■ **Data shown**:
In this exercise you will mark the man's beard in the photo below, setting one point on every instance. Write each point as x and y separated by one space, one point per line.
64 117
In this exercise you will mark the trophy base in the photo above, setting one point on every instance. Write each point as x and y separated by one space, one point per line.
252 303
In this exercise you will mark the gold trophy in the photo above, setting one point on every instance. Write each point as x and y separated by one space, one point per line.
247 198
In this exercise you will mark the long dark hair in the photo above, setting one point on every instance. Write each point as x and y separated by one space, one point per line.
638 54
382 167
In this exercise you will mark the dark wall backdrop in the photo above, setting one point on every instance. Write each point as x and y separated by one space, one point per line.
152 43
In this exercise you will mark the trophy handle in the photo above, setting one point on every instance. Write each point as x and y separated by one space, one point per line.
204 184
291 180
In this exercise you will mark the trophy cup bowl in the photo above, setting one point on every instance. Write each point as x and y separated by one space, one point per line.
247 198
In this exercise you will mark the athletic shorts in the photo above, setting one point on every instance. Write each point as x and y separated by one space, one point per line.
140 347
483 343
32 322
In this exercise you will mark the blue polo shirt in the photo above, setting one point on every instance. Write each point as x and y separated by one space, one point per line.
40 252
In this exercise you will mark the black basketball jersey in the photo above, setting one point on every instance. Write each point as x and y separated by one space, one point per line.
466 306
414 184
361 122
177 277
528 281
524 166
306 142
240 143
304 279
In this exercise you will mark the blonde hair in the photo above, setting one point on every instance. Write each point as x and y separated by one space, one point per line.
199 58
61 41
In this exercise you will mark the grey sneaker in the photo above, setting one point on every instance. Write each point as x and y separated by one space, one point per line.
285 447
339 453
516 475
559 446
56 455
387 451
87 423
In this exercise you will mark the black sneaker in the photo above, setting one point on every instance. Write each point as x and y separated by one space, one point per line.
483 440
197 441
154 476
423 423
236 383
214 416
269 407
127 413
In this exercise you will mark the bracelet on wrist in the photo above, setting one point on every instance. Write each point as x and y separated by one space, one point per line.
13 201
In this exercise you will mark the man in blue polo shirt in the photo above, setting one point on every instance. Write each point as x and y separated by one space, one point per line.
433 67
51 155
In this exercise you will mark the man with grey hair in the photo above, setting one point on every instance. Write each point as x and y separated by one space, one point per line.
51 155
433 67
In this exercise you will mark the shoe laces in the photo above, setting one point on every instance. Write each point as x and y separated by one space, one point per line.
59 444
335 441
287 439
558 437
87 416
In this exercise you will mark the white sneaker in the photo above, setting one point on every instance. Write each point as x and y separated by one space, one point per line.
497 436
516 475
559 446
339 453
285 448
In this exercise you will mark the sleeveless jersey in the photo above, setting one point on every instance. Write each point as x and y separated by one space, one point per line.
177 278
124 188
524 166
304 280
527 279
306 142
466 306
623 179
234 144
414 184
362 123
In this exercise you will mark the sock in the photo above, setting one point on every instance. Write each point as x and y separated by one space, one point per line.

■ **Exercise task**:
Shift every coordinate in the answers by -112 and write out the rows from the line with "In this exercise you will mark the white" up to and including the final row, requests included.

■ **Full output**:
In this exercise you will mark the white sneaker in the photo above, setting one point on every instance. Write each point as x and y separated by one space, one point per line.
385 324
404 363
447 334
227 341
173 336
In this exercise you will mark the sleeveless jersey in the photo above, setting one point on every instance. Write each point as x and y separated by one space, one point per line.
65 166
12 76
412 54
192 168
415 167
194 30
354 194
511 67
122 32
302 72
250 11
In this exercise you will mark the sock in the photo above, setting one point on every instance. Write each point as x and y separated by one space, one point per line.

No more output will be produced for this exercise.